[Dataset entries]
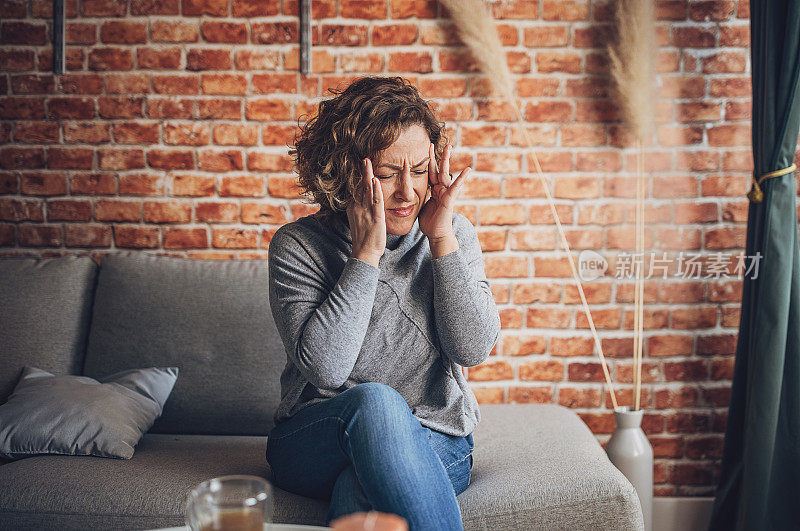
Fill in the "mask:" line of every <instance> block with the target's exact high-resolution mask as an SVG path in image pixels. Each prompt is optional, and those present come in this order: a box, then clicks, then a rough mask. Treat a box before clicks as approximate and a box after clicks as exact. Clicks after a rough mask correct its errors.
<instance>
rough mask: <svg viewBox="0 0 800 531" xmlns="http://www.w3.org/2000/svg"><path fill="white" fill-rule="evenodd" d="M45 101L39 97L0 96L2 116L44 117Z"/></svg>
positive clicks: (16, 116)
mask: <svg viewBox="0 0 800 531" xmlns="http://www.w3.org/2000/svg"><path fill="white" fill-rule="evenodd" d="M44 117H45V112H44V102H43V101H42V100H41V99H39V98H20V97H9V96H0V118H17V119H26V118H27V119H36V118H44Z"/></svg>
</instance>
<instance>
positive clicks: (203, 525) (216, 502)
mask: <svg viewBox="0 0 800 531" xmlns="http://www.w3.org/2000/svg"><path fill="white" fill-rule="evenodd" d="M271 522H272V487H271V486H270V484H269V483H268V482H267V481H266V480H265V479H264V478H260V477H256V476H222V477H218V478H213V479H209V480H207V481H204V482H202V483H200V484H199V485H198V486H197V487H195V488H194V489H193V490H192V492H190V493H189V498H188V500H187V502H186V525H188V526H189V528H190V529H191V530H192V531H233V530H236V531H262V530H263V529H268V528H269V526H267V527H265V526H264V524H269V523H271Z"/></svg>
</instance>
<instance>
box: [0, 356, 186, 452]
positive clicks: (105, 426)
mask: <svg viewBox="0 0 800 531" xmlns="http://www.w3.org/2000/svg"><path fill="white" fill-rule="evenodd" d="M177 378H178V369H177V368H176V367H169V368H149V369H134V370H128V371H122V372H118V373H115V374H112V375H110V376H106V377H105V378H100V379H98V380H95V379H93V378H89V377H86V376H53V375H52V374H50V373H49V372H45V371H43V370H41V369H37V368H35V367H30V366H26V367H25V368H24V369H23V371H22V377H21V378H20V380H19V383H18V384H17V386H16V387H15V388H14V392H13V393H12V394H11V396H10V397H9V398H8V401H7V402H6V403H5V404H3V405H1V406H0V457H5V458H10V459H16V458H20V457H27V456H29V455H36V454H62V455H94V456H99V457H115V458H121V459H130V458H131V456H133V447H134V446H136V444H137V443H138V442H139V439H141V438H142V435H144V434H145V433H146V432H147V430H149V429H150V427H151V426H152V425H153V422H155V420H156V418H158V416H159V415H161V411H162V409H163V408H164V403H165V402H166V401H167V398H168V397H169V394H170V392H172V387H173V385H175V380H176V379H177Z"/></svg>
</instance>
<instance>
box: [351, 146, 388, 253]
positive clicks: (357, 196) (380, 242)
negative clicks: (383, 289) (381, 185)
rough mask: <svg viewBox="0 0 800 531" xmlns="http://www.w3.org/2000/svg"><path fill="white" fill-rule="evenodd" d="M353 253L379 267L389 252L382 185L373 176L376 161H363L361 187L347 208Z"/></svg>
mask: <svg viewBox="0 0 800 531" xmlns="http://www.w3.org/2000/svg"><path fill="white" fill-rule="evenodd" d="M347 219H348V221H349V222H350V234H351V236H352V239H353V251H352V254H351V255H350V256H352V257H354V258H358V259H359V260H363V261H364V262H367V263H369V264H372V265H374V266H375V267H378V263H379V262H380V259H381V256H383V253H384V252H385V251H386V210H385V209H384V204H383V190H382V189H381V184H380V182H379V181H378V179H377V178H376V177H375V175H374V174H373V173H372V161H371V160H370V159H369V158H366V159H364V160H362V161H361V184H360V185H359V186H358V187H357V188H356V190H355V191H354V192H353V201H351V203H350V206H348V207H347Z"/></svg>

> **Assigned task**
For this exercise, print all of the entries exactly as they appear, but without pictures.

> **Result of this task**
Fill in the "mask:" line of every <instance> block with the target's exact high-resolution mask as an SVG path in image pixels. Each prompt is optional, and those present come in this order: a box, then clicks, then a rough mask. Treat a box before clicks as approximate and a box after clicks as exact. Clicks after a rough mask correct its errors.
<instance>
rough mask: <svg viewBox="0 0 800 531" xmlns="http://www.w3.org/2000/svg"><path fill="white" fill-rule="evenodd" d="M45 101L39 97L0 96L2 116L44 117Z"/></svg>
positive clicks: (16, 116)
mask: <svg viewBox="0 0 800 531" xmlns="http://www.w3.org/2000/svg"><path fill="white" fill-rule="evenodd" d="M44 117H45V112H44V102H43V101H42V100H41V99H39V98H20V97H9V96H0V118H17V119H26V118H27V119H36V118H44Z"/></svg>
</instance>
<instance>
positive clicks: (203, 525) (216, 502)
mask: <svg viewBox="0 0 800 531" xmlns="http://www.w3.org/2000/svg"><path fill="white" fill-rule="evenodd" d="M271 522H272V487H271V486H270V484H269V483H268V482H267V481H266V480H265V479H264V478H260V477H256V476H222V477H218V478H213V479H209V480H207V481H204V482H202V483H200V484H199V485H198V486H197V487H195V488H194V489H193V490H192V492H190V493H189V498H188V500H187V502H186V525H188V526H189V528H190V529H191V530H192V531H233V530H236V531H262V530H263V529H268V528H269V526H267V527H265V526H264V524H269V523H271Z"/></svg>
</instance>
<instance>
box: [0, 356, 186, 452]
positive clicks: (105, 426)
mask: <svg viewBox="0 0 800 531" xmlns="http://www.w3.org/2000/svg"><path fill="white" fill-rule="evenodd" d="M177 378H178V369H177V368H176V367H169V368H149V369H134V370H128V371H122V372H118V373H115V374H112V375H110V376H106V377H105V378H100V379H98V380H95V379H93V378H89V377H86V376H53V375H52V374H50V373H49V372H45V371H43V370H41V369H37V368H35V367H30V366H26V367H25V368H24V369H23V371H22V377H21V378H20V380H19V383H18V384H17V386H16V387H15V388H14V392H13V393H12V394H11V396H10V397H9V398H8V401H7V402H6V403H5V404H3V405H1V406H0V457H5V458H10V459H16V458H20V457H27V456H29V455H36V454H62V455H94V456H99V457H115V458H121V459H130V458H131V456H133V447H134V446H136V444H137V443H138V442H139V439H141V438H142V435H144V434H145V433H146V432H147V430H149V429H150V427H151V426H152V425H153V422H155V420H156V418H158V416H159V415H161V411H162V409H163V408H164V403H165V402H166V401H167V398H168V397H169V394H170V392H172V387H173V385H175V380H176V379H177Z"/></svg>
</instance>
<instance>
box: [351, 146, 388, 253]
positive clicks: (357, 196) (380, 242)
negative clicks: (383, 289) (381, 185)
rough mask: <svg viewBox="0 0 800 531" xmlns="http://www.w3.org/2000/svg"><path fill="white" fill-rule="evenodd" d="M353 253L379 267L389 252L382 185L373 176L376 161H363L361 187L347 208Z"/></svg>
mask: <svg viewBox="0 0 800 531" xmlns="http://www.w3.org/2000/svg"><path fill="white" fill-rule="evenodd" d="M347 219H348V221H349V222H350V234H351V236H352V239H353V251H352V254H351V255H350V256H352V257H354V258H358V259H359V260H363V261H364V262H367V263H369V264H372V265H374V266H375V267H378V263H379V262H380V259H381V256H383V253H384V252H385V251H386V210H385V209H384V204H383V190H382V189H381V184H380V182H379V181H378V179H377V178H376V177H375V175H374V174H373V173H372V161H371V160H370V159H369V158H366V159H364V160H362V161H361V184H360V185H359V186H358V187H357V188H356V190H355V191H354V192H353V201H351V203H350V206H348V207H347Z"/></svg>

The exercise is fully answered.